Gaussian curvature of a 2D function graph z = f(x, y)
You may want to look at the article where I define Principal/Gaussian/Mean curvature (the article focus on triangle mesh surface but the general definition applies for all kind of surfaces).
Formula
The Gaussian curvature of a surface described by a function $z = f(x, y)$ can be calculated using the formula:
\[ K = \frac{{f_{xx} \cdot f_{yy} - (f_{xy})^2}}{{(1 + (f_x)^2 + (f_y)^2)^2}} = {{\det (Hess(f))} \over {{{(1 + f_x^2 + f_y^2)}^2}}} \]Where:
$ \begin{align*} & f_{xx} \text{ is the second partial derivative of } f \text{ with respect to } x \text{ twice} \\ & f_{yy} \text{ is the second partial derivative of } f \text{ with respect to } y \text{ twice} \\ & f_{xy} \text{ is the mixed partial derivative of } f \text{ with respect to } x \text{ and } y \\ & f_x \text{ is the partial derivative of } f \text{ with respect to } x \\ & f_y \text{ is the partial derivative of } f \text{ with respect to } y \text{ and} \\ & K \text{ is the Gaussian curvature} \\ & Hess(f) \text{ the hessian matrix of } f \end{align*} $
Alternate formulation
From "Consistent Computation of First- and Second-Order Differential Quantities for Surface Meshes"
$$ K = \frac{ \det (Hess(f))} { {\ell}^4 } $$ Where: $$ \begin{aligned} &\ell &=& \quad \| \vec s_u \times \vec s_v \| \\ &\ell &=& \quad \sqrt{(1 + f_x^2 + f_y^2)} \\ &\ell^2 &=& \quad (1 + f_x^2 + f_y^2) \\ &\ell^4 &=& \quad (1 + f_x^2 + f_y^2)^2 \\ \end{aligned} $$And $\vec s$ is a parametric function defined as below with $\vec s_u$ and $\vec s_v$ are respectively the partial derivatives in $u$ and $v$:
$$ \vec s(u,v) = \left \{ \begin{aligned} x(u,v) &= u \\ y(u,v) &= v \\ z(u,v) &= f(u,v) \end{aligned} \right . $$Remarks
The observations that follows are particularly useful in the context of solving optimization problems to find the minimal value of a function.
————
- **Exercise 1**
Print, word for word, the part of the Gaussian curvature page that opens with the words containing "Gaussian curvature of a 2D" and closes with "kind of surfaces).".
- **Exercise 2**
Carry on the Gaussian curvature page from the point where it stops.
The listing that comes next has nothing to do with the Gaussian curvature page.

- **Supplied data**
————
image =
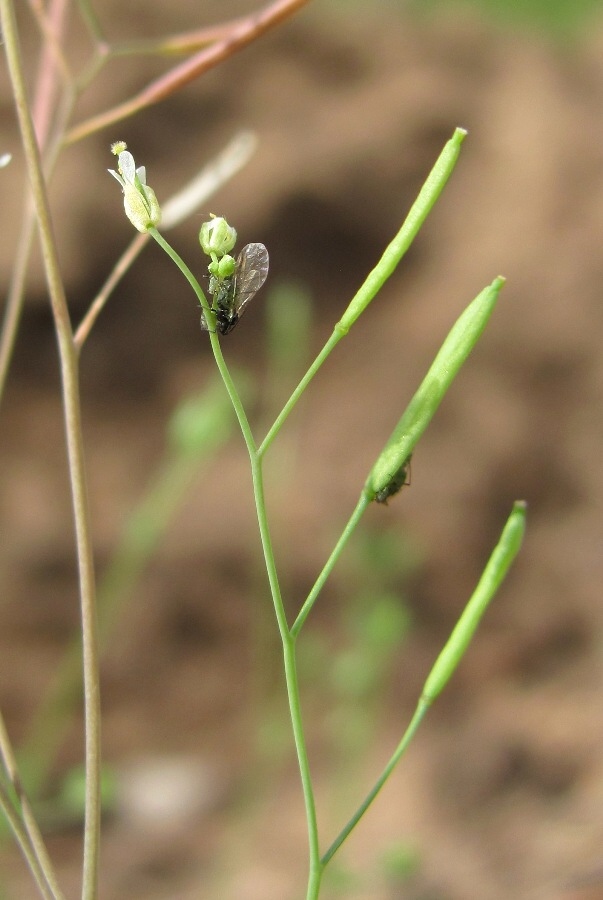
————
- **Answer 1**
Gaussian curvature of a 2D function graph z = f(x, y)
You may want to look at the article where I define Principal/Gaussian/Mean curvature (the article focus on triangle mesh surface but the general definition applies for all kind of surfaces).

- **Answer 2**
As highlighted by this stackexchange answer it's interesting to notice the relationship between curvature and the Hessian matrix.
Looking at the formula of the curvature for the specific case of a point $p(x,y)$ where the gradient is null $\nabla f = 0$ (i.e. $f_x=0$ and $f_y=0$), then the Gaussian curvature of $f$ is the determinant of the Hessian matrix. Since the determinant is the product of the Eigen values, the Gaussian curvature of $f$ is also the product of the Eigen values $\lambda_1$ and $\lambda_2$ of the Hessian for $\nabla f = 0$.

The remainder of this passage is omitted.